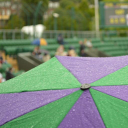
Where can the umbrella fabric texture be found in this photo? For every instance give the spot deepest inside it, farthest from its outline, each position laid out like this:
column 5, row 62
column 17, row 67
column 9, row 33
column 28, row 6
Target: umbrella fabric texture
column 51, row 95
column 39, row 42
========================
From the line holding "column 17, row 67" to the last line of the entries above, restate each line exactly; include both ends and omit everything else.

column 17, row 67
column 9, row 33
column 28, row 6
Target: umbrella fabric texture
column 51, row 95
column 39, row 42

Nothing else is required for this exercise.